Problem description:
Using the records below, output the stretch that opens with the line containing "TARGET = dirt path" and closes with the line containing "TARGET = mountain range", exactly and including both lines, with nothing more.

Task data below:

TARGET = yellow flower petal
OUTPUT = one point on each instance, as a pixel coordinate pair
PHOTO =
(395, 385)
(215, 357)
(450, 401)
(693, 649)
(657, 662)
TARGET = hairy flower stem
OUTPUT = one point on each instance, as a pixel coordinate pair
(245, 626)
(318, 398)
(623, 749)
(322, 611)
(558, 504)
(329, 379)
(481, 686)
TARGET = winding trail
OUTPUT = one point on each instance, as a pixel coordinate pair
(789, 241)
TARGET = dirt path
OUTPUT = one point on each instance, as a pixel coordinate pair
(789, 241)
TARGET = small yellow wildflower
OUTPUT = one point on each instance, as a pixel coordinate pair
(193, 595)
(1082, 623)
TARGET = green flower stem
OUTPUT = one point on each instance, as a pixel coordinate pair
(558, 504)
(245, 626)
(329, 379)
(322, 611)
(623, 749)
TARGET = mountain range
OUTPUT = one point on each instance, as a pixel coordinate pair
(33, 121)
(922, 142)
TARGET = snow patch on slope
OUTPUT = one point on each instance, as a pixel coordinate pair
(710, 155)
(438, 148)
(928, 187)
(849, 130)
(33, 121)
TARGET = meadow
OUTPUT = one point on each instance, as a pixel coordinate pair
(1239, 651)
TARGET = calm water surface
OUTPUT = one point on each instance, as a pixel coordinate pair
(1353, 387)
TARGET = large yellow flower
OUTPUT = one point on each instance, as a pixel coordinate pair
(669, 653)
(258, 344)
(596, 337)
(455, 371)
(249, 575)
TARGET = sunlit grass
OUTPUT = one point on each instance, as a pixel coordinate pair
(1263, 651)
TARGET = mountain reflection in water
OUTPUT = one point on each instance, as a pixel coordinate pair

End of Task data.

Solution:
TARGET = dirt path
OUTPUT = one point on each instance, as a pixel coordinate pair
(789, 241)
TARGET = small yellow wildflower
OUTPUT = one point on each instance, as a pixel coordinate pair
(193, 595)
(1082, 623)
TARGET = green flower stem
OUTPUT = one point on each instance, as a pixel coordinate pair
(558, 504)
(245, 626)
(329, 379)
(322, 611)
(623, 749)
TARGET = mountain range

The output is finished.